* Begin Records for the exercise *
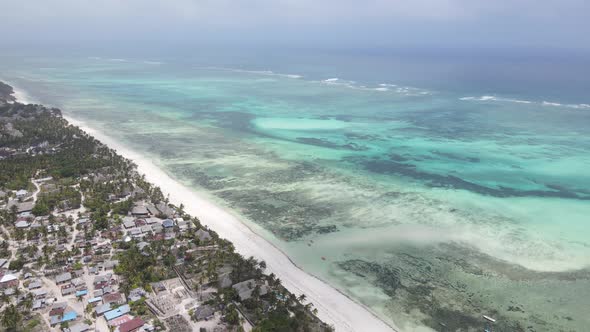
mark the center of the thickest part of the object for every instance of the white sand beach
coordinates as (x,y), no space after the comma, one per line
(333,306)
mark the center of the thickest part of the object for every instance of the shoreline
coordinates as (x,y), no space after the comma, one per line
(334,307)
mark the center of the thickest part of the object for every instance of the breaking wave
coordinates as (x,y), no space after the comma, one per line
(520,101)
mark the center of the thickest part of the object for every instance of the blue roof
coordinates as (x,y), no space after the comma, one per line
(69,316)
(120,311)
(94,299)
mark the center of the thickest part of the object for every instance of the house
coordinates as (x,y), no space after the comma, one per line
(114,298)
(133,325)
(142,245)
(67,290)
(8,281)
(35,284)
(83,221)
(20,194)
(39,293)
(37,304)
(110,264)
(165,210)
(95,300)
(246,288)
(128,224)
(203,236)
(21,208)
(204,312)
(63,278)
(22,224)
(136,294)
(114,323)
(134,233)
(120,311)
(140,211)
(80,327)
(101,309)
(67,317)
(81,293)
(168,223)
(152,220)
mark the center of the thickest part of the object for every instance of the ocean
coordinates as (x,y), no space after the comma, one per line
(433,187)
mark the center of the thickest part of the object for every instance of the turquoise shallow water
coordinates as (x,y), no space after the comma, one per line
(429,206)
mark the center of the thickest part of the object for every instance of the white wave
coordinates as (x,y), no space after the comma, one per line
(521,101)
(257,72)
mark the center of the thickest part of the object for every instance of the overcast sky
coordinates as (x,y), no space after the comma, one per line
(348,23)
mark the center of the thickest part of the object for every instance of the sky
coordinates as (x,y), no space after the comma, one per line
(556,24)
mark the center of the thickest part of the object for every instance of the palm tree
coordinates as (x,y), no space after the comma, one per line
(11,318)
(301,298)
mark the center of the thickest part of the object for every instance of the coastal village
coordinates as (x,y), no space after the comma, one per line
(86,244)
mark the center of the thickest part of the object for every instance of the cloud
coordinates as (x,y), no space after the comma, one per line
(555,23)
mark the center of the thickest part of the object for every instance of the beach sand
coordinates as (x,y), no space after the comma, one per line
(335,308)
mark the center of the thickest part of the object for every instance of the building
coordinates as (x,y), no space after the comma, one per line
(8,281)
(140,211)
(20,194)
(203,236)
(114,298)
(120,311)
(204,312)
(131,326)
(63,278)
(22,224)
(246,288)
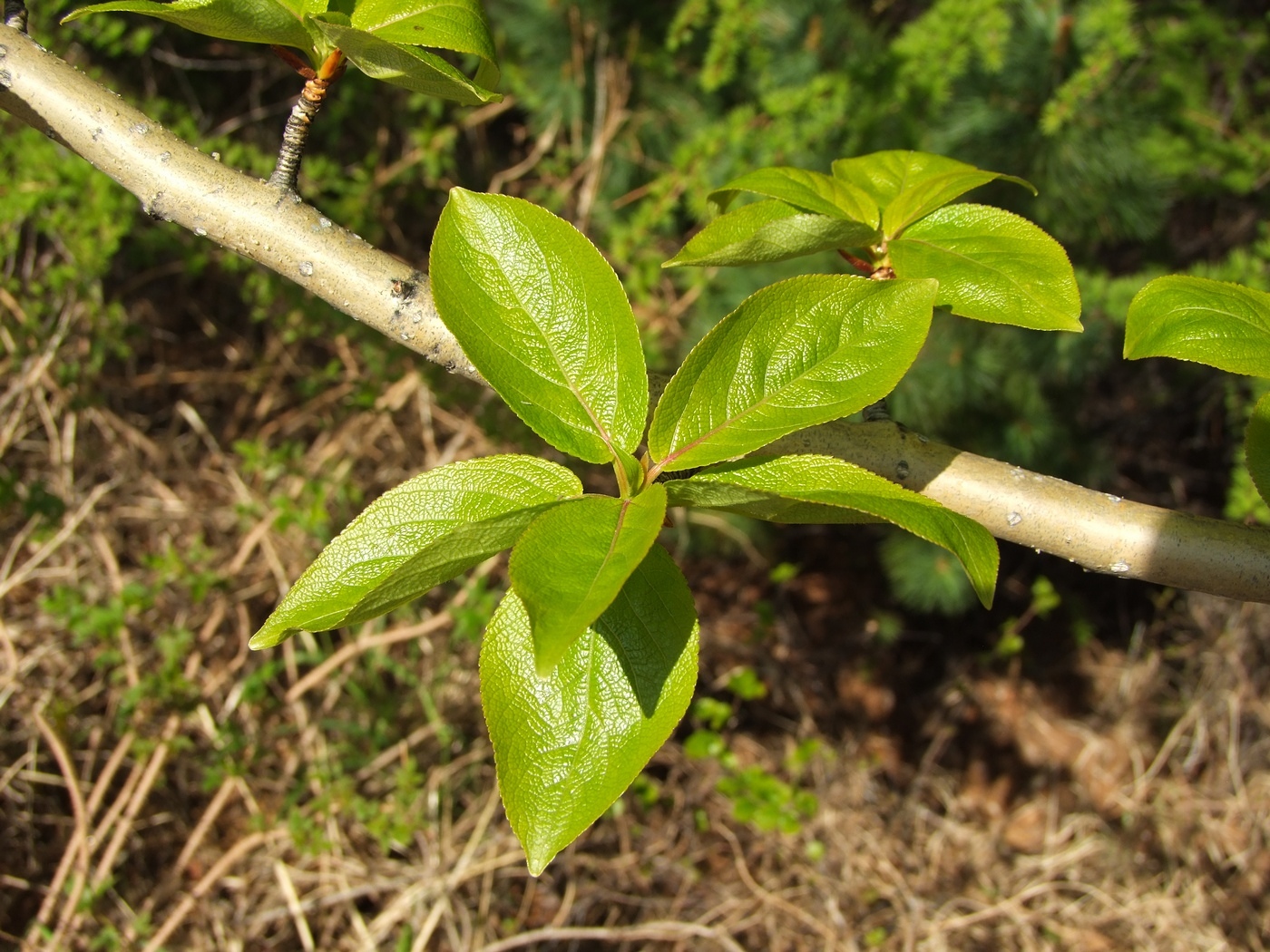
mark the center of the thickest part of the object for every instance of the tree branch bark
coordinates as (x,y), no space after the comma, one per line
(178,183)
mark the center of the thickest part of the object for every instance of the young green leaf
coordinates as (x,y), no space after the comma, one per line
(992,266)
(1197,319)
(567,746)
(574,559)
(415,536)
(542,316)
(831,484)
(278,22)
(809,190)
(770,231)
(910,186)
(400,65)
(1256,446)
(794,355)
(446,24)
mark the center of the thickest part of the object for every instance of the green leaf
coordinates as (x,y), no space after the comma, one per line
(447,24)
(542,316)
(794,355)
(910,186)
(831,484)
(768,231)
(1196,319)
(1256,446)
(415,536)
(809,190)
(244,21)
(567,746)
(574,559)
(400,65)
(992,266)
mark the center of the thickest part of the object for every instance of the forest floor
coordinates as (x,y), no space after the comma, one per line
(1101,784)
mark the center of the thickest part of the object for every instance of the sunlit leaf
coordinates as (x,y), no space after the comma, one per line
(910,186)
(244,21)
(574,559)
(992,266)
(542,316)
(402,65)
(1196,319)
(809,190)
(768,231)
(794,355)
(415,536)
(567,746)
(761,485)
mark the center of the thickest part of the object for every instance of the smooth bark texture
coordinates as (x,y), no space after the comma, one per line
(178,183)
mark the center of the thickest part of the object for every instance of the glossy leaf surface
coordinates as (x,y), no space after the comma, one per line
(415,536)
(402,65)
(567,746)
(806,189)
(794,355)
(992,266)
(1197,319)
(277,22)
(910,186)
(448,24)
(574,559)
(768,231)
(835,484)
(1256,446)
(542,316)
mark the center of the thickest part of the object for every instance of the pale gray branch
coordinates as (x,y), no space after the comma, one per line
(178,183)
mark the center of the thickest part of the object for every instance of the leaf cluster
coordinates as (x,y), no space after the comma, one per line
(590,660)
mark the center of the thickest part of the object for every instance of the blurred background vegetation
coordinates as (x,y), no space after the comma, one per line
(243,424)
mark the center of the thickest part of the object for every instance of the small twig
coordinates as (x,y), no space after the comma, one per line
(296,132)
(645,932)
(15,15)
(79,840)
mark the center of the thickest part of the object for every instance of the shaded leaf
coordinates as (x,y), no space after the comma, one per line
(1256,446)
(567,746)
(542,316)
(794,355)
(832,484)
(447,24)
(244,21)
(1197,319)
(415,536)
(406,66)
(992,266)
(910,186)
(574,559)
(806,189)
(768,231)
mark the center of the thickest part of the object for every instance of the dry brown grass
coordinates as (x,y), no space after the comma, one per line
(1136,819)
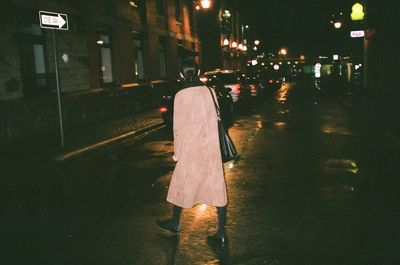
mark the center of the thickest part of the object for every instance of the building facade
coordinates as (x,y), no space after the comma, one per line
(222,34)
(114,53)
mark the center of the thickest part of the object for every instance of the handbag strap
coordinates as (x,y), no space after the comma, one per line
(215,104)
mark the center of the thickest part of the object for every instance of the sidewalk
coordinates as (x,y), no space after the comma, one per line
(42,152)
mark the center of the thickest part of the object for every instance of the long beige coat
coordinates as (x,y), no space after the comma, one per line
(198,177)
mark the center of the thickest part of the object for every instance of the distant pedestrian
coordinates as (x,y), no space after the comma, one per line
(198,177)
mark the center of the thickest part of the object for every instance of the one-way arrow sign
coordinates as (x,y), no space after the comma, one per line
(52,20)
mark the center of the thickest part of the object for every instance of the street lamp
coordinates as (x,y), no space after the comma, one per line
(337,25)
(283,51)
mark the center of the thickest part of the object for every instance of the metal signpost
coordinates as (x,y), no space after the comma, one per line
(57,21)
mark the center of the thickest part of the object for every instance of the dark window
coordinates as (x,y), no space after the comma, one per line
(163,57)
(139,65)
(160,5)
(140,5)
(178,10)
(36,56)
(105,54)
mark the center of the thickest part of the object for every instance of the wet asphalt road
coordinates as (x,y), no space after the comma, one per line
(317,183)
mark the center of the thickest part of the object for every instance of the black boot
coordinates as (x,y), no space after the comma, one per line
(172,225)
(220,236)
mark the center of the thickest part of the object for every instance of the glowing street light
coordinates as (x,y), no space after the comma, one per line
(337,25)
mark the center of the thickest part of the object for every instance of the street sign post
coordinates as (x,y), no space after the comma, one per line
(357,33)
(55,21)
(52,20)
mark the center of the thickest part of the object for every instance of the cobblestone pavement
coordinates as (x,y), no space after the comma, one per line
(315,184)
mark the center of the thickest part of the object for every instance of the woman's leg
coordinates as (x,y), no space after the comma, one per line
(173,224)
(221,211)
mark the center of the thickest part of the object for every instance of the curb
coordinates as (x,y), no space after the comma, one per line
(73,154)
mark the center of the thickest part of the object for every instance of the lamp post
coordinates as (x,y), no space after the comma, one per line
(205,4)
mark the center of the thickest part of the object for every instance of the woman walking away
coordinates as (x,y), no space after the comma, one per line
(198,177)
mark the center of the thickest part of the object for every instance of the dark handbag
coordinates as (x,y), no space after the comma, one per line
(228,150)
* End Records for the exercise *
Directive =
Reproduce the listing above exactly, excluding all pictures.

Exercise answer =
mark the center of the thickest part of the object for every instance of the white sand beach
coordinates as (x,y), no space after the comma, one per line
(333,306)
mark the center of the thickest part of the object for every instance of the shoreline
coordinates as (x,y), no space after the comma, one per line
(334,307)
mark the center of the thickest part of the object for every instance of the breaking wave
coordinates as (x,y), no space after the comma, one per line
(520,101)
mark the center of the thickest part of the object for every instance of the blue roof
coordinates as (x,y), no space after the comma, one per line
(69,316)
(120,311)
(94,299)
mark the center of the thickest part of the object for every instance of the house
coordinates as (x,y), no space after the comma, one per line
(114,298)
(133,325)
(142,245)
(67,290)
(8,281)
(35,284)
(83,221)
(20,194)
(39,293)
(37,304)
(110,264)
(165,210)
(95,300)
(246,288)
(128,224)
(203,236)
(21,208)
(204,312)
(63,278)
(22,224)
(136,294)
(114,323)
(134,233)
(120,311)
(140,211)
(80,327)
(101,309)
(67,317)
(81,293)
(168,223)
(152,220)
mark the center of the thickest part of the object for every instance of the ocean
coordinates as (x,y), no space after the comma, one per line
(433,187)
mark the center of the thickest part of the object for every instance of the turquoise shallow water
coordinates as (x,y), no space after the comma, one per line
(429,206)
mark the center of the thickest part of the object for every instance of the white wave
coordinates as (x,y), no space after the comma, one per line
(521,101)
(257,72)
mark the center of the thickest part of the object for every instance of the overcast sky
coordinates as (x,y), no space after the comma, one per line
(348,23)
mark the center of the thickest part of the object for every instance of the sky
coordinates as (x,y), no space after the comma, one per line
(556,24)
mark the center of the thickest part of the object for every instance of the palm tree
coordinates as (x,y), no space after the comma, one per line
(11,318)
(301,298)
mark the center of the thickest part of the object for every instance of the coastal village
coordinates as (x,y), no space after the comma, one per line
(86,244)
mark the center of the thickest part of the object for every instance of the cloud
coordinates as (x,y), no space after the comma, one per line
(555,23)
mark the center of the thickest part of the object for every instance of the beach sand
coordinates as (x,y), no space after the comma, one per line
(335,308)
mark the center of the thickest part of the object for every instance of the building
coordinates as (x,y), no space after the comma, one per line
(8,281)
(140,211)
(20,194)
(203,236)
(114,298)
(120,311)
(204,312)
(131,326)
(63,278)
(22,224)
(246,288)
mark the center of the thickest part of the object for every instance of the tree branch bark
coordinates as (x,y), no space after the comma, one per line
(178,183)
mark the center of the thickest part of the object for every instance of the young green leaf
coordinates as (x,y), no space after the comma, one per line
(992,266)
(1197,319)
(567,746)
(574,559)
(415,536)
(542,316)
(831,484)
(278,22)
(809,190)
(770,231)
(910,186)
(400,65)
(1256,446)
(794,355)
(446,24)
mark the center of the thickest part of the object for every instance of the green leaf
coordinates as (x,y), no space after the comma, one per line
(447,24)
(542,316)
(794,355)
(910,186)
(831,484)
(768,231)
(1196,319)
(1256,446)
(415,536)
(809,190)
(244,21)
(567,746)
(574,559)
(400,65)
(992,266)
mark the center of the thickest part of the object for every instance of the forest floor
coordinates as (x,y), no space after the comma, one per line
(1101,784)
mark the center of the thickest part of the object for every instance of the sunlit leaf
coordinates as (x,y), no space after the comma, one per line
(910,186)
(244,21)
(574,559)
(992,266)
(542,316)
(402,65)
(1196,319)
(809,190)
(768,231)
(794,355)
(415,536)
(567,746)
(761,485)
mark the center of the thickest part of the object for every instance of the smooth bark texture
coordinates as (x,y), no space after the comma, one per line
(178,183)
mark the center of the thickest part of the object for every instance of the glossy leaf surface
coordinates as (x,y), no space after the comma, one per line
(415,536)
(402,65)
(567,746)
(806,189)
(794,355)
(992,266)
(1197,319)
(277,22)
(910,186)
(448,24)
(574,559)
(768,231)
(835,484)
(1256,446)
(542,316)
mark the center of the thickest part of the object for every instance of the pale gray branch
coordinates as (x,y), no space after the comma, one per line
(178,183)
mark the center of the thickest part of the object for every instance of the leaf cluster
coordinates as (x,y), no space after the comma, one per line
(590,660)
mark the center of the thickest part of the object for every instance of the blurred background vegetation
coordinates as (x,y), no space after the comma, one per line
(243,424)
mark the center of the thickest part of the object for every instance of the small twig
coordinates as (x,y), no space after the comma, one per line
(296,132)
(645,932)
(15,15)
(79,840)
mark the center of the thickest part of the object for every instance of the shaded leaf
coordinates as (x,y), no space after the comma, one per line
(1256,446)
(567,746)
(542,316)
(794,355)
(832,484)
(447,24)
(244,21)
(1197,319)
(415,536)
(406,66)
(992,266)
(910,186)
(574,559)
(806,189)
(768,231)
mark the center of the thickest part of the object for every instance of the dry brown grass
coordinates as (x,y), no space after the comma, one per line
(1136,819)
mark the center of the thickest part of the object for every instance of the building facade
coordinates as (x,y), no space after the comma, one per line
(222,34)
(114,53)
mark the center of the thickest part of the object for every instance of the handbag strap
coordinates as (x,y), no space after the comma, one per line
(215,104)
mark the center of the thickest part of the object for every instance of the sidewalk
coordinates as (x,y), no space after the comma, one per line
(42,152)
mark the center of the thickest part of the object for every instance of the long beige coat
coordinates as (x,y), no space after the comma, one per line
(198,177)
mark the center of the thickest part of the object for every instance of the distant pedestrian
coordinates as (x,y), no space after the comma, one per line
(198,177)
mark the center of the thickest part of the object for every instance of the one-way arrow sign
coordinates as (x,y), no space after the comma, one per line
(52,20)
mark the center of the thickest part of the object for every instance of the street lamp
coordinates as (x,y), no space after the comma, one per line
(337,25)
(283,51)
mark the center of the thickest part of the object for every instance of the metal signpost
coordinates as (x,y), no space after the comma, one per line
(57,21)
mark the center of the thickest part of the object for every instance of the dark window
coordinates as (x,y), no space after the comma, one per line
(163,57)
(139,65)
(160,5)
(140,5)
(178,10)
(36,56)
(105,54)
mark the center of the thickest part of the object for every instance of the wet asphalt road
coordinates as (x,y), no space after the comma, one per line
(317,183)
mark the center of the thickest part of the object for every instance of the black boot
coordinates as (x,y), no space after the comma, one per line
(172,225)
(220,236)
mark the center of the thickest part of the object for every instance of the glowing street light
coordinates as (x,y), no space after the comma, one per line
(337,25)
mark the center of the thickest part of the object for every instance of the street sign post
coordinates as (x,y), no space after the comma, one per line
(357,33)
(55,21)
(52,20)
mark the center of the thickest part of the object for every instance of the cobblestone pavement
coordinates as (x,y), no space after the comma, one per line
(315,184)
mark the center of the thickest part of the object for every instance of the woman's leg
coordinates as (x,y), no space after the comma, one per line
(173,224)
(221,211)
mark the center of the thickest part of the object for every instance of the curb
coordinates as (x,y), no space after the comma, one per line
(73,154)
mark the center of the thickest part of the object for every instance of the lamp post
coordinates as (x,y), no space after the comma, one per line
(205,4)
mark the center of the thickest part of the object for every instance of the woman walking away
coordinates as (x,y), no space after the comma, one per line
(198,177)
mark the center of the thickest part of the object for every instance of the dark handbag
coordinates as (x,y), no space after the comma, one per line
(228,150)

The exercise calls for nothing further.